▶ [Selected passage]:
Tuesday, November 27, 2018

Convergence in the Timeless


Sunrise, Nov 27, 2018. Sky and Earth.

I’m in an almost bizarre convergence among three currents flowing from reading Iris Murdoch, Barbara Kingsolver’s Unsheltered, and S.H. Nasr/Frithjoff Schuon. There’s no beginning; no end. So maybe the place to continue is in the timeless, the Reality that Nasr/Schuon and Sufi mystics assert is the only way to make sufficient sense of being today (or any other day). For example, Schuon warns against the peril of splitting the ideal and real:
“Nothing is more false than the conventional opposition between ‘idealism’ and ‘realism,’ which amounts to insinuating that the ‘ideal’ is not ‘real,’ and conversely as if an ideal situated outside reality had the smallest value and as if reality were always situated on a lower level than what may be called an ‘ideal’; to believe this is to think in a quantitative, not a qualitative, mode.” (Light on the Ancient Worlds, p. 15, footnote 14).

▶ [Information shown]:
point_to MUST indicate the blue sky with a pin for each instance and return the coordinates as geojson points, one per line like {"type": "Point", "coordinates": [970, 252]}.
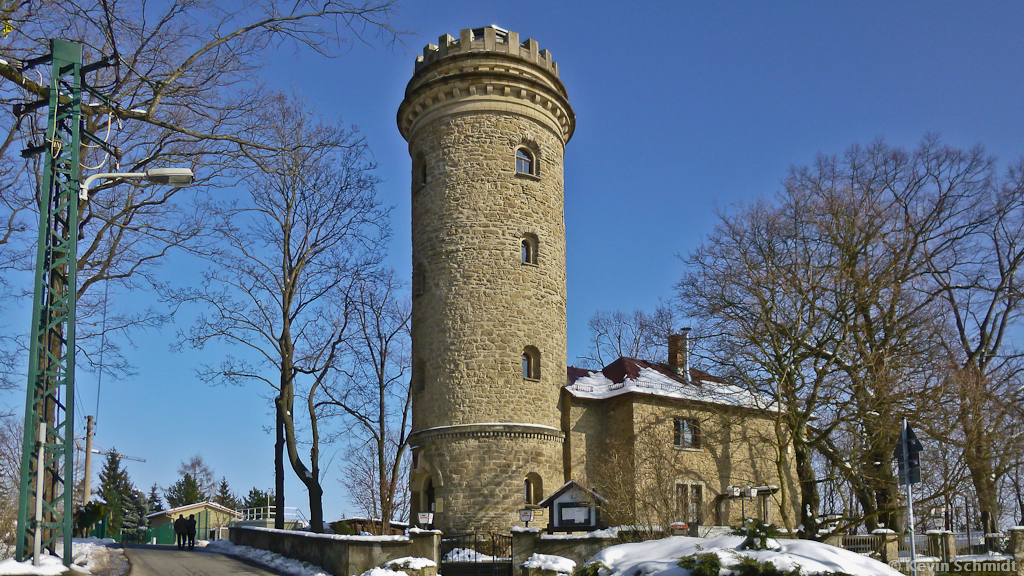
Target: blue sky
{"type": "Point", "coordinates": [682, 107]}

▶ [Objective]: In the post on convergence in the timeless, why does the quoted passage call the usual opposition between idealism and realism false? Answer in one to three sentences.

▶ [Output]: The opposition implies that the ideal is not real. In the other direction, it treats an ideal placed outside reality as having value and reality as always on a lower level than the ideal. The passage says that believing this means thinking in a quantitative mode instead of a qualitative one.